─── Excerpt

The real cost of a dead environment
One orphaned Fargate environment with zero running tasks costs $48–65/month: ALB $16.43 + NAT Gateway $32.40 + CloudWatch log storage. No compute, but the infrastructure meter runs.
Fargate compute: $0.00 — desired count is 0, no tasks run. The infrastructure doesn't care.
Fargate is honest — it bills $0 when desiredCount is 0, because no tasks are running. ALB and NAT Gateway aren't connected to ECS service state. They bill by the hour, unconditionally. An environment at zero is indistinguishable from an environment at 100 tasks as far as those services are concerned.
The ALB base rate is $0.0225/hr (verified June 2026) — $16.43/month whether or not a single request passes through it. NAT Gateway is $0.045/hr (verified June 2026) — $32.40/month per AZ. If your environment spans two AZs, that's $64.80/month just in NAT Gateway overhead.
At 5 forgotten environments, that's $3,900/year in pure infrastructure waste. No compute. No traffic. No one using it.
The number teams miss when auditing is also the fixed overhead per environment that persists regardless of task count. An environment costs money from the moment you create the ALB and NAT Gateway — not from the moment tasks start running.
How to find orphaned environments
Three AWS CLI commands surface every ECS service with zero desired count and their associated infrastructure across all clusters — no third-party tools, no console clicking.
Command 1 — find all zero-desired services. The script in the ready-to-use block above lists every service at desiredCount=0. Run it in each region you use. Filter by cluster name to narrow the scope.
Command 2 — find ALBs with no healthy targets. A stopped environment's target group shows 0 healthy targets. This is the fastest way to cross-reference which ALBs are attached to dead environments:
aws elbv2 describe-target-groups --query \
'TargetGroups[*].[TargetGroupName,TargetGroupArn]' --output text \
| while read name arn; do
health=$(aws elbv2 describe-target-health --target-group-arn "$arn" \
--query 'TargetHealthDescriptions[?TargetHealth.State==`healthy`] | length(@)')
echo "$health healthy $name"
done | sort -nTarget groups with 0 healthy targets are candidates for deletion — but check Command 3 first before acting.

──────
─── Raw records

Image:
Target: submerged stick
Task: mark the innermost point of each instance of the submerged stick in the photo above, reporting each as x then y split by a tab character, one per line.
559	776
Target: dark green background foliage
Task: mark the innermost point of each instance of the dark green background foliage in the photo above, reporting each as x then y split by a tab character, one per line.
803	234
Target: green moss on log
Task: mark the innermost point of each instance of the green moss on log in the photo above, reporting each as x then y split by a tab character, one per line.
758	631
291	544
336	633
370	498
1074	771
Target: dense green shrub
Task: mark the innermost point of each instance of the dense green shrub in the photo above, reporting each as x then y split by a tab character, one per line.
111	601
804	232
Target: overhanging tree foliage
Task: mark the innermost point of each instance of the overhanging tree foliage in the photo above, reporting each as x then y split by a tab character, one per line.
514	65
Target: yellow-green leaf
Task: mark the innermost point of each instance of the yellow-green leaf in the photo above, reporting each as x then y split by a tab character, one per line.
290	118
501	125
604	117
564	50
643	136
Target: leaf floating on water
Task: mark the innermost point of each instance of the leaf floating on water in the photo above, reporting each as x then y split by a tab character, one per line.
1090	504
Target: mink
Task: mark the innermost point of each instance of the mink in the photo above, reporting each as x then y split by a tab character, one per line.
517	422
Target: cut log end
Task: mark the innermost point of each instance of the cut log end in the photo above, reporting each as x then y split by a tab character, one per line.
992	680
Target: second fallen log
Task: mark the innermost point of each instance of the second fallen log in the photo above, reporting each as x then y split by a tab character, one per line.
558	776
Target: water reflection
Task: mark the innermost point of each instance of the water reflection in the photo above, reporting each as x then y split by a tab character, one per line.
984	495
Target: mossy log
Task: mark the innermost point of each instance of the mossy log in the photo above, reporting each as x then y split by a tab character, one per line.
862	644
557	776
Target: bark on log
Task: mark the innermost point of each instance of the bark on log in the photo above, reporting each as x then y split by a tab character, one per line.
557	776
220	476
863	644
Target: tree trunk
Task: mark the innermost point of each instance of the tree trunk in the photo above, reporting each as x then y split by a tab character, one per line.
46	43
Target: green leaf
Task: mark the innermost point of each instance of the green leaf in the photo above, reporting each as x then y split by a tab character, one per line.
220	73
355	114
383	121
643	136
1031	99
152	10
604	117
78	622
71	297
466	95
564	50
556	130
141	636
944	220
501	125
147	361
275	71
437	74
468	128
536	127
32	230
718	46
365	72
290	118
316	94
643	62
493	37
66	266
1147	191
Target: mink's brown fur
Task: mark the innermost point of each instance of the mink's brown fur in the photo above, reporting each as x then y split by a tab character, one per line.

──────

#### [Task set]
a: Answer these from the excerpt on orphaned Fargate environments:
(i) What hourly base rate is given for the ALB?
(ii) At 5 forgotten environments, what yearly waste is stated?
(iii) What does Command 2 find?
b: Transcribe the excerpt on orphaned Fargate environments verbatim from "The ALB base" to "no console clicking.".

#### [Solutions in order]
a:
(i) $0.0225/hr
(ii) $3,900/year
(iii) ALBs with no healthy targets

b:
The ALB base rate is $0.0225/hr (verified June 2026) — $16.43/month whether or not a single request passes through it. NAT Gateway is $0.045/hr (verified June 2026) — $32.40/month per AZ. If your environment spans two AZs, that's $64.80/month just in NAT Gateway overhead.
At 5 forgotten environments, that's $3,900/year in pure infrastructure waste. No compute. No traffic. No one using it.
The number teams miss when auditing is also the fixed overhead per environment that persists regardless of task count. An environment costs money from the moment you create the ALB and NAT Gateway — not from the moment tasks start running.
How to find orphaned environments
Three AWS CLI commands surface every ECS service with zero desired count and their associated infrastructure across all clusters — no third-party tools, no console clicking.